Page:
__________________________________________________
3 x 15 Hyperextensions (Back Extensions) with 3kg weight

5 x 15 Bent Over Two-Dumbbell Row with 2 x 3kg weight

3 x 15 Lying Cambered Barbell Row with 2 x 3kg weight

EDIT: aaahh just seriously worked my legs hauling all my new weights upstairs lol.. pouring buckets now haha.


----------



## Pix (Jun 6, 2009)

Ok disapeared again lol. to mcuh s**t to deal with atm. thought id stick todays work out in, in the hope i get back into it. Pretty hard cos im stress related ill but i need to train past it cos training de stresses me in the long run lol.

4 x 20 squats with 2 x 1.5kg

4 x 20 Barbell Bench Press with 8kg

4 x 20 Bent-Arm Dumbbell Pullover with 5kg

4 x 20 dunno the name but chest one with 2 x 3kg

gonna do some cardio now and have my shake


----------



## Pix (Jun 6, 2009)

morning leg sesh. would do more but im sooo tired.. plus i gotta head out..

anyway...

4 x 20 squats with 2 x 1.5kg weights

4 x 20 bridge pose lifts with 6.5kg

4 x 20 Glute Kickbacks

4 x 20 side leg raises


----------



## Verne (Oct 20, 2006)

Keep it goin Pix...as you say, use your sessions to de-stress as well as reaping the physical benefits...


----------



## Pix (Jun 6, 2009)

Hey Verne  Thank you!
__________________________________________________
Data shown:
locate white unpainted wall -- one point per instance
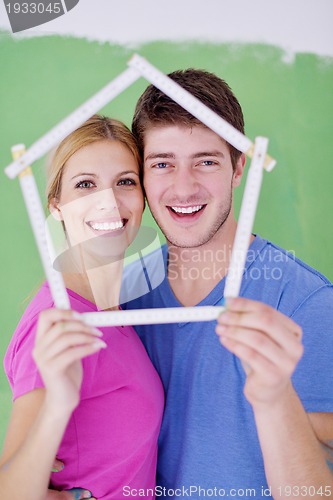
(294, 25)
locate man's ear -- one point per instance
(239, 170)
(55, 209)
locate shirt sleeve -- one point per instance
(313, 378)
(21, 369)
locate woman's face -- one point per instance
(101, 200)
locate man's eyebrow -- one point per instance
(155, 156)
(214, 152)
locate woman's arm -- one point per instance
(40, 417)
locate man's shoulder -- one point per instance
(290, 263)
(276, 276)
(144, 275)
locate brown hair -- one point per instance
(97, 128)
(154, 108)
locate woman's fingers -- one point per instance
(61, 331)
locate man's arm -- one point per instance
(269, 345)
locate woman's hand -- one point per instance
(62, 340)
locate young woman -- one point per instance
(109, 442)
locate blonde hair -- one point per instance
(97, 128)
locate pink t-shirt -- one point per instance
(111, 440)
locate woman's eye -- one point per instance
(127, 182)
(84, 185)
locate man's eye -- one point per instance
(84, 185)
(209, 162)
(127, 182)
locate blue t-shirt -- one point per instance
(208, 438)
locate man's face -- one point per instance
(188, 178)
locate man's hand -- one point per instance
(267, 342)
(74, 494)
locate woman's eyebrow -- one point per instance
(84, 173)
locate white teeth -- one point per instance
(187, 210)
(107, 226)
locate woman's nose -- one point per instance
(106, 200)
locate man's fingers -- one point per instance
(259, 343)
(79, 494)
(49, 317)
(57, 465)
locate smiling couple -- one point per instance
(242, 404)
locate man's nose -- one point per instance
(185, 183)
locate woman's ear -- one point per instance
(55, 209)
(239, 170)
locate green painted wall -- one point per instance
__________________________________________________
Goals:
1) Copy the workout thread word for word from "3 x 15 Lying" to "long run lol.".
2) Answer these questions from the workout thread:
(a) What weight is used for the Lying Cambered Barbell Row?
(b) What weight is used for the bridge pose lifts in the morning leg session?
(c) What weight is used for the Barbell Bench Press?
3) Continue the workout thread from where it stops.

Answers given:
1)
3 x 15 Lying Cambered Barbell Row with 2 x 3kg weight

EDIT: aaahh just seriously worked my legs hauling all my new weights upstairs lol.. pouring buckets now haha.


----------



## Pix (Jun 6, 2009)

Ok disapeared again lol. to mcuh s**t to deal with atm. thought id stick todays work out in, in the hope i get back into it. Pretty hard cos im stress related ill but i need to train past it cos training de stresses me in the long run lol.

2)
(a) 2 x 3kg
(b) 6.5kg
(c) 8kg

3)
Trying to stay in the routine till it become natural again! I think its actually helping cos for the first time in 4 weeks i slept through night!  so weird waking up at 7.30am i was convinced it was pm because that's what I'm used to lol

Today: Back and Core

5 x 20 straight leg dead lifts with 2 x 3kg

5 x 20 Bent Over Two-Dumbbell Row 2 x 3kg

2 x 20 Back extensions << HARD! lol. something to work on me thinks

3 x 30 (15 each side) side twist things, don't no the name. Like side planks but hands not forearms.

3 x 20 torso twists at 2 x 5kg

had to force my shake down this morning. blugh lol.

was gonna cardio but i gotta head out, but im sure walking round town will give me enough cardio hehe.


----------



## Pix (Jun 6, 2009)

went down south for a week.. came back so so so ill.. so now ive cleared my tissue paper mountain its time to get back to business!

5 x 20 straight leg dead lifts w 2x 5kg

5 x 20 pullovers with 5kg weight

5 x 20 incline bench press with 2x 5kg

20 sec plank << yes i suck haha but ill work on that one.


----------



## Pix (Jun 6, 2009)

Thought i would update despite not being a training day. Just tried to stay active and "cardio" so ive up and down all day cleaning and did some skipping.. and mid cooking home made cheese n onion pie and chips for daddy since its his birthday tomorrow.. of which i can have non of *boo hoo* so Im being good and having fish and veg which i watch him eat it lol.


----------



## Pix (Jun 6, 2009)

didnt sleep at all last night  uber lame.. so i figured while i felt fine and awake i would so some training so i dont miss todays shift:

5 x 20 butterfly with 2 x 3kg

5 X 20 decline dumbbell bench press with 2 x 3kg

3 x 20 Alternate Hammer Curl w 2 x 3kg

3 x 20 bridge pose w 6.5kg

started to flag towards the end lol but I felt really pumped up. Such an awesome feeling lol.


----------



## Pix (Jun 6, 2009)

gah been to busy/tired to train recently.. least i done some cardio.. Hopefully get a good nights sleep and get up extra early to train tomorrow. No idea how you lot fit life in with training haha.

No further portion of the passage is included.